▶ **TEXTO DE PARTIDA**
'Papicha, sueños de libertad': un retrato feminista

La película se alzó con el César a la Mejor Ópera Prima

Borja Crespo
BORJA CRESPO

Debut en formato largo de la cineasta argelina Mounia Meddour, afincada en Francia, aclamada por la crítica especializada. Presentada en la sección Un Certain Regard del Festival Internacional de Cine de Cannes, 'Papicha, sueños de libertad' se alzó con el César a la Mejor Ópera Prima. La joven intérprete protagonista, Lyna Khoudri ('Luna'), se llevó también el cotizado premio del cine francés a la Mejor Actriz Revelación. El filme se sitúa en Argelia, en los años 90. Sigue la senda de producciones de culto como 'Mustang' o 'Las Virgenes Suicidas'. Una estudiante alojada en Argel sueña con convertirse en estilista, ajena al conflicto que asola el país. La universitaria intenta no pensar en los acontecimientos de la guerra civil que ocurren a su alrededor, ansiosa por tener una vida normal. La situación política y social cae en picado mientras ella no se priva de ir de marcha a la discoteca con sus amistades. No acepta las prohibiciones y decide organizar un desfile de modas ante la adversidad. Es su manera de entender la libertad.

Meddour viajó a Francia con 18 años, escapando de la guerra civil. «Papicha, sueños de libertad', mejor nueva directora y premio del público en la Seminci, el festival de Valladolid, se basa en la propia experiencia de su máxima responsable, pero «sólo en parte», según cuenta la propia realizadora. «Las vivencias de estas chicas en la residencia de estudiantes refleja bien lo que viví yo misma a finales de los 90, cuando la subida del integrismo, con toda esa presión a nuestro alrededor. Pero el atentado en la residencia es un recurso dramático de ficción. Lo mismo que la pasión de la protagonista por la moda, que cobra una dimensión simbólica, porque lo que querían los islamistas en aquella época era ocultar el cuerpo de las mujeres». No es, por tanto, una película autobiográfica al uso. «Para mí, la moda que consiste en mostrar y embellecer el cuerpo, es un medio de resistencia contra el velo negro», continúa.

▶ **ÍTEMS PROPORCIONADOS**

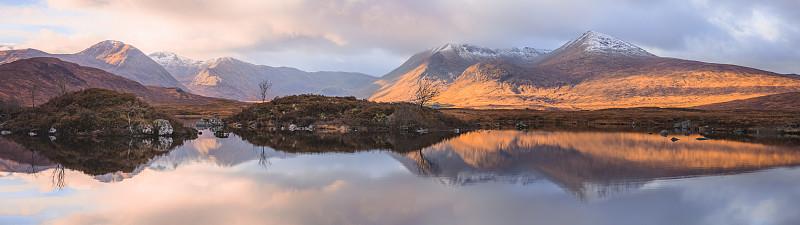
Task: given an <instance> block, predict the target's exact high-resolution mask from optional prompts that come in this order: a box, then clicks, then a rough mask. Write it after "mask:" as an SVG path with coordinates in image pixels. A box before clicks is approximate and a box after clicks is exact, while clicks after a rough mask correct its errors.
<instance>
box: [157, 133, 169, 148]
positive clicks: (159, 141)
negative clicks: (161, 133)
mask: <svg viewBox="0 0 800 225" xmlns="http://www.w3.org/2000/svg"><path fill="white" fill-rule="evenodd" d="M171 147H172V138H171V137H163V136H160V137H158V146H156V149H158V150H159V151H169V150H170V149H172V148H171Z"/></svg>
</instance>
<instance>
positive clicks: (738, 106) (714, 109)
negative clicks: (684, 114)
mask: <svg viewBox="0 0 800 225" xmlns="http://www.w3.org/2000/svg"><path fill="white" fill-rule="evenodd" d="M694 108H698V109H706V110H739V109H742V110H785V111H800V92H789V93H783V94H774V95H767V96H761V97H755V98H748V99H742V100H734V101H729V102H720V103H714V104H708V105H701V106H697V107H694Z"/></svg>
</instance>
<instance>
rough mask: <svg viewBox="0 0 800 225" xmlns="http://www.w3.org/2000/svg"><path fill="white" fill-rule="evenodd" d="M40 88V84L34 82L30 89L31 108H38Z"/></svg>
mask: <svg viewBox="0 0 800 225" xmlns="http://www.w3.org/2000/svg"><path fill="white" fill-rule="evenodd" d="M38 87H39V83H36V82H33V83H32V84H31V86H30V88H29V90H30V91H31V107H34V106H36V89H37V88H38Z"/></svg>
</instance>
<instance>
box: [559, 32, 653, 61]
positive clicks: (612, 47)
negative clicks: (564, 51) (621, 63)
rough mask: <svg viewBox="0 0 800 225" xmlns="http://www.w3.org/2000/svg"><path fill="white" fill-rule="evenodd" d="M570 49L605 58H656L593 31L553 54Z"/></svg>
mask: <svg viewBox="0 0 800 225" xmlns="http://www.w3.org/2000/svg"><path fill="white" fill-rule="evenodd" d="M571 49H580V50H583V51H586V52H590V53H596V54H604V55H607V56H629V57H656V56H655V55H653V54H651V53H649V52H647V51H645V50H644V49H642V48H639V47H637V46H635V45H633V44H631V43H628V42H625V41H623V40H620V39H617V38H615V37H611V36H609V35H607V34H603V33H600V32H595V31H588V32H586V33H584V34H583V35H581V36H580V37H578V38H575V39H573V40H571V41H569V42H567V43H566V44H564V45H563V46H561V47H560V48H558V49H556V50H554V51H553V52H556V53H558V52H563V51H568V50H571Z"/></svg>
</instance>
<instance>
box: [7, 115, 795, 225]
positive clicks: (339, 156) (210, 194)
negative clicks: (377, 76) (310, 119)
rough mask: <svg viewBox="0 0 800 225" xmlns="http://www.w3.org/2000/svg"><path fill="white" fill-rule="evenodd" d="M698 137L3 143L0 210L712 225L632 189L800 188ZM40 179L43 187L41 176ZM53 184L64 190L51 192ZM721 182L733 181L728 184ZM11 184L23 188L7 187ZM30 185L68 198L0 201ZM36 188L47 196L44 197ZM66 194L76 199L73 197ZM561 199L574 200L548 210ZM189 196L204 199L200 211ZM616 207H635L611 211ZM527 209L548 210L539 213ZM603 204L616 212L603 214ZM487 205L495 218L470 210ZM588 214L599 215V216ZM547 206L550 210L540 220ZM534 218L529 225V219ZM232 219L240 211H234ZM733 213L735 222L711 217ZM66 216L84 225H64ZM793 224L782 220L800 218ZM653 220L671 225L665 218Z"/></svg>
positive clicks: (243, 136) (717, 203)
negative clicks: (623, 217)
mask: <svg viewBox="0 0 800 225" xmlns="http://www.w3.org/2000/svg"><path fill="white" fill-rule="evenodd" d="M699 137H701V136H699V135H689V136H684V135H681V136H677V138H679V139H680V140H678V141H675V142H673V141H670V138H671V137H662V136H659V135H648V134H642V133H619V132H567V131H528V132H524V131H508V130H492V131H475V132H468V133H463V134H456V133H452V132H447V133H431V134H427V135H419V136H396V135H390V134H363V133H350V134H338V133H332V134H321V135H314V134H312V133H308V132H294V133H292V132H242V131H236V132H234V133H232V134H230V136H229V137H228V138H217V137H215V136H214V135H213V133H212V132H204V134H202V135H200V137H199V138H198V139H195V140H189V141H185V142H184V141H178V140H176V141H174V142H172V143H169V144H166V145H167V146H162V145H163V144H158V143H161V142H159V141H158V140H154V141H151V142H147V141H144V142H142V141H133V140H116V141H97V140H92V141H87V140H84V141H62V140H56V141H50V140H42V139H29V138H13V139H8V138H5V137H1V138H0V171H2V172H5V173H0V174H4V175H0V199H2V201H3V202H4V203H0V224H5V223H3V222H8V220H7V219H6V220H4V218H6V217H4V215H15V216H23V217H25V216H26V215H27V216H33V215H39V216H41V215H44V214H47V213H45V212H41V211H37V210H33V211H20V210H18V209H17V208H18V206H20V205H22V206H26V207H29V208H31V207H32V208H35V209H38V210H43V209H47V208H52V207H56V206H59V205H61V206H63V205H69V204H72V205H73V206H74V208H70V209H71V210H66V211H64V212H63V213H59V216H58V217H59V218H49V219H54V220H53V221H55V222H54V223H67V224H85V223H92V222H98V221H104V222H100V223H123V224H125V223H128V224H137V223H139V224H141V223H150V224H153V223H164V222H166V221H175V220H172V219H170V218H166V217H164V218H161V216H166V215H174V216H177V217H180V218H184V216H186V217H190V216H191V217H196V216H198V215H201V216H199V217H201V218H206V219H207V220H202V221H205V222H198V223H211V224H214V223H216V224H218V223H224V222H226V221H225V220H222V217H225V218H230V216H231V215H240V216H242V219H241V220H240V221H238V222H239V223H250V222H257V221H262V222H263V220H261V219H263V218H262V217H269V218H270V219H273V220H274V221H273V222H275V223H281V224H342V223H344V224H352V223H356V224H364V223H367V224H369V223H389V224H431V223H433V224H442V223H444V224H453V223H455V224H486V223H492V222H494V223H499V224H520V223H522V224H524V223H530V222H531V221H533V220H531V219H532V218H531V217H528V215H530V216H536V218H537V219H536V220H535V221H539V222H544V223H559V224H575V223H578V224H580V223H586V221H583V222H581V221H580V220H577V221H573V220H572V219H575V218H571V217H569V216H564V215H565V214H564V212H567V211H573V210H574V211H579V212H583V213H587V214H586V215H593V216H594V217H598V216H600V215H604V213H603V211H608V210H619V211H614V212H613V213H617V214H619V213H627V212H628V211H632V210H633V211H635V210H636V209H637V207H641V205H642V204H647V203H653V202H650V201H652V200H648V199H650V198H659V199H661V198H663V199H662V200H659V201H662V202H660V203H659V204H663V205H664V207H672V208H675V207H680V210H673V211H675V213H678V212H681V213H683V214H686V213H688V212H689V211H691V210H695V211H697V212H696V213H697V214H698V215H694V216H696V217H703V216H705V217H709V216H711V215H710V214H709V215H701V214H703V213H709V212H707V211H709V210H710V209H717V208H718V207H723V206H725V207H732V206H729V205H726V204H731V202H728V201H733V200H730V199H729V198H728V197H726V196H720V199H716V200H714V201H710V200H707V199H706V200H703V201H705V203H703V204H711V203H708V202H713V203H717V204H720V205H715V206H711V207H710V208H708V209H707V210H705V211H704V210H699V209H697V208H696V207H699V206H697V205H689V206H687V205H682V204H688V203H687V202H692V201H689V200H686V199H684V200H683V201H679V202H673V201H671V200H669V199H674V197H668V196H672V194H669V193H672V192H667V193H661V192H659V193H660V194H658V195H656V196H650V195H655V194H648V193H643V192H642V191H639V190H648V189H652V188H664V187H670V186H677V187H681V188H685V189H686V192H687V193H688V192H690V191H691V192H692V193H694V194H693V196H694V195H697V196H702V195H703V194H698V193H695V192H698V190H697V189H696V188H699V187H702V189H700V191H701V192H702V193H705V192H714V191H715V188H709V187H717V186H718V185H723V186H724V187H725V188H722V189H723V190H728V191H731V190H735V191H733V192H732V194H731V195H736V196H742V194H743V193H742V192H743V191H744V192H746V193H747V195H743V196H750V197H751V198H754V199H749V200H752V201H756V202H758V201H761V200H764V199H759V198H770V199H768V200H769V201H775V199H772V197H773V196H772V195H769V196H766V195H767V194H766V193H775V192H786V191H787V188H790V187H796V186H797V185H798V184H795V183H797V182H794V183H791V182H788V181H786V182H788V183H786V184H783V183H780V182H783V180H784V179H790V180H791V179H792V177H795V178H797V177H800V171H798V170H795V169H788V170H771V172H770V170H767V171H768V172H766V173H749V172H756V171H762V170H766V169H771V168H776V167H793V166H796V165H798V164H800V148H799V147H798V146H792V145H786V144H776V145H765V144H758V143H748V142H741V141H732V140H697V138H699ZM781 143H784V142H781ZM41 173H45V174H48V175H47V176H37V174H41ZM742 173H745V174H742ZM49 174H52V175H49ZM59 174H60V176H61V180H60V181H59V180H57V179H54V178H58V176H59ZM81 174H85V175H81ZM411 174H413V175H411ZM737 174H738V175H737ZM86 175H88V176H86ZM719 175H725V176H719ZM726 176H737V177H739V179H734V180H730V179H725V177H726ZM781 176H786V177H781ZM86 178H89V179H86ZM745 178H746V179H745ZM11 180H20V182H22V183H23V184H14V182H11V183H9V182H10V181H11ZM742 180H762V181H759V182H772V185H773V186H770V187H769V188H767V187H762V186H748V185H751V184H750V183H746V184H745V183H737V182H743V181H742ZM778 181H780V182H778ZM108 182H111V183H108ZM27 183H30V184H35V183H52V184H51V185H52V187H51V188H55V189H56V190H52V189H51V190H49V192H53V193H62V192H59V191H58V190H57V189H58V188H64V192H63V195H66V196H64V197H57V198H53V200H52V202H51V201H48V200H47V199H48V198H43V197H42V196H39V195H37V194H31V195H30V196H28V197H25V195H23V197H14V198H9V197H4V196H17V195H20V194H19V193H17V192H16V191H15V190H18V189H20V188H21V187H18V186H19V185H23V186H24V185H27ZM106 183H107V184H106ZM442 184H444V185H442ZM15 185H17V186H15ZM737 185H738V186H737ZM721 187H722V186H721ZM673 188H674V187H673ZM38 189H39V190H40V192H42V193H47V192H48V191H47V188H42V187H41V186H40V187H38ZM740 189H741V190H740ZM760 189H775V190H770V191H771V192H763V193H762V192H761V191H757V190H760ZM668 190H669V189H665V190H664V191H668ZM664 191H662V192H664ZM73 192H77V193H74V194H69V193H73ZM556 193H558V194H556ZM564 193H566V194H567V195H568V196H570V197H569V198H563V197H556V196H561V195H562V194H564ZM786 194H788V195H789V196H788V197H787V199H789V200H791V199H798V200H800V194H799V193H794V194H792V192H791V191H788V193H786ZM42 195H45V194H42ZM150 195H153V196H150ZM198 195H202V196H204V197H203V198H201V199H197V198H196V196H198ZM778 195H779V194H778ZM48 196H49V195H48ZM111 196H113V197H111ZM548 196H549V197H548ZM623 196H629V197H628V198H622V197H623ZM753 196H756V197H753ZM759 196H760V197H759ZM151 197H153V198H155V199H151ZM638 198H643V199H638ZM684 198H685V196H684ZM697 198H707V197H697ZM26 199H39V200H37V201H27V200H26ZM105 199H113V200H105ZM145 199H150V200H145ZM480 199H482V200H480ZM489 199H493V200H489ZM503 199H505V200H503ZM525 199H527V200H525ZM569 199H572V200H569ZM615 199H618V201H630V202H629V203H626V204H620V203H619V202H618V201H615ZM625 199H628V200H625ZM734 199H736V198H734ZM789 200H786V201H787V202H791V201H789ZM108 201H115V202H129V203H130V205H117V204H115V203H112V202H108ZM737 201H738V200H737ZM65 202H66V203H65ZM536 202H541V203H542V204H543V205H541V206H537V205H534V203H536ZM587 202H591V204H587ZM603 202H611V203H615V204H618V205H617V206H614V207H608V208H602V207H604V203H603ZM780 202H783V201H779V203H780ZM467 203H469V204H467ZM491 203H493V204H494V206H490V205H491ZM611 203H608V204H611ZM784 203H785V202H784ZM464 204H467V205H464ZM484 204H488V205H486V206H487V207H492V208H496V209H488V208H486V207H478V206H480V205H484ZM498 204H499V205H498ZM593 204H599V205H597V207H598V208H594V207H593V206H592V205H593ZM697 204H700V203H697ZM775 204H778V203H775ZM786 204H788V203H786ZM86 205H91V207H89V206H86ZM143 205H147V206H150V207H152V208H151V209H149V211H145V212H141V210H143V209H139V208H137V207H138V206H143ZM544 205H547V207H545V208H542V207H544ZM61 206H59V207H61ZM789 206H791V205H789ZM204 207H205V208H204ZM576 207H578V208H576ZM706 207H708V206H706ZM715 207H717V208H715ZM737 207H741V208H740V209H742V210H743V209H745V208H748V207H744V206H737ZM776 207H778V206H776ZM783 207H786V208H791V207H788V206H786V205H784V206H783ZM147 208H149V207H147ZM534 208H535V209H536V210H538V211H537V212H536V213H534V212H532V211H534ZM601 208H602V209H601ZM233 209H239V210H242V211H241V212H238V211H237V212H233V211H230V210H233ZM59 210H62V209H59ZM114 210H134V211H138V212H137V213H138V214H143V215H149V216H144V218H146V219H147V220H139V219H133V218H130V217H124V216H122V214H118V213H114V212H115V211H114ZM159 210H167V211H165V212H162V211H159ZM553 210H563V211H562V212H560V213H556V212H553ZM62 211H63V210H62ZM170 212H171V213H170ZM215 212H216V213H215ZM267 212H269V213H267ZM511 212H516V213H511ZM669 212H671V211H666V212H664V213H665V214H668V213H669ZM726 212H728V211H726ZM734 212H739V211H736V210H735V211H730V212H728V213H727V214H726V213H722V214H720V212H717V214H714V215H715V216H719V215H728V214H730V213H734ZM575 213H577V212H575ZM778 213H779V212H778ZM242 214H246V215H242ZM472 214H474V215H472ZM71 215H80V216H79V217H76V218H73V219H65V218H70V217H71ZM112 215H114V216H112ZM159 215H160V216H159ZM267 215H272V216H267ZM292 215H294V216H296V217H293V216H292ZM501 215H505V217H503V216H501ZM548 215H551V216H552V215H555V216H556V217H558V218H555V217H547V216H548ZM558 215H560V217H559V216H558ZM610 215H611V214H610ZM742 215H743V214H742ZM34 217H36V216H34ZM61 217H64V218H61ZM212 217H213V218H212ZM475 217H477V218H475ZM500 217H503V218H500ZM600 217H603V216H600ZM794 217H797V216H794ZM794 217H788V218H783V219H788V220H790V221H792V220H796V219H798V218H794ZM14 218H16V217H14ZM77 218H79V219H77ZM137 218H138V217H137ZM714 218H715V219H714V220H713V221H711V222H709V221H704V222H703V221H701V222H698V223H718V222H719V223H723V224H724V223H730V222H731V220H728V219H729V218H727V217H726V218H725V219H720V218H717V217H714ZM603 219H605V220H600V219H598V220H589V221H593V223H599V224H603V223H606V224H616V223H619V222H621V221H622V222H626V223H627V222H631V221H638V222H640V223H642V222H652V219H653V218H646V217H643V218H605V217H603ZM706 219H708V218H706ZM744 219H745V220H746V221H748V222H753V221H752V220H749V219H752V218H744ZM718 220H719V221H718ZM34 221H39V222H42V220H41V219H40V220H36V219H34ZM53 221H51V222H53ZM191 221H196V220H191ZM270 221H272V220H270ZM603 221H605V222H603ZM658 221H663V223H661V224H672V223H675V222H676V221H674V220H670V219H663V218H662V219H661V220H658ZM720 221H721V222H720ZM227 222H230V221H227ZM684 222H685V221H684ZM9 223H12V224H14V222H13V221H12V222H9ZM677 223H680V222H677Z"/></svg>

▶ **TAREAS**
1. Enumera todos los premios que, según el artículo sobre Papicha, obtuvieron la película o su protagonista.
2. Según el artículo sobre Papicha, ¿con qué edad viajó Mounia Meddour a Francia?
Los ítems no tienen ningún papel en lo que se pide aquí.

▶ **RESPUESTAS EN ORDEN**
1.
- César a la Mejor Ópera Prima
- César a la Mejor Actriz Revelación (Lyna Khoudri)
- Mejor nueva directora en la Seminci
- Premio del público en la Seminci

2. Con 18 años.